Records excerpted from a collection
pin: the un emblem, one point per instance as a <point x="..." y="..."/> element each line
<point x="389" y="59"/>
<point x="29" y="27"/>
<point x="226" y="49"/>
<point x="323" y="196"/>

● EXERCISE REQUIREMENTS:
Repeat each entry above exactly as shown.

● TASK RESULT:
pin: the un emblem, one point per instance as a <point x="..." y="..."/> element each line
<point x="389" y="59"/>
<point x="29" y="27"/>
<point x="226" y="49"/>
<point x="323" y="196"/>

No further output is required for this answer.